Given records

/---

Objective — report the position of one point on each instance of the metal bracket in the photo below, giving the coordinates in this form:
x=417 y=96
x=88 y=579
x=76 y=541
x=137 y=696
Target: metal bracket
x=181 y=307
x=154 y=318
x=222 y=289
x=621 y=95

\---

About this task
Copy out all of the records shown above exactly.

Task output
Objective — report the position of one point on each instance of the metal bracket in the photo below, giving the coordinates in this form:
x=417 y=96
x=88 y=579
x=76 y=541
x=137 y=696
Target: metal bracket
x=181 y=307
x=154 y=318
x=222 y=289
x=621 y=95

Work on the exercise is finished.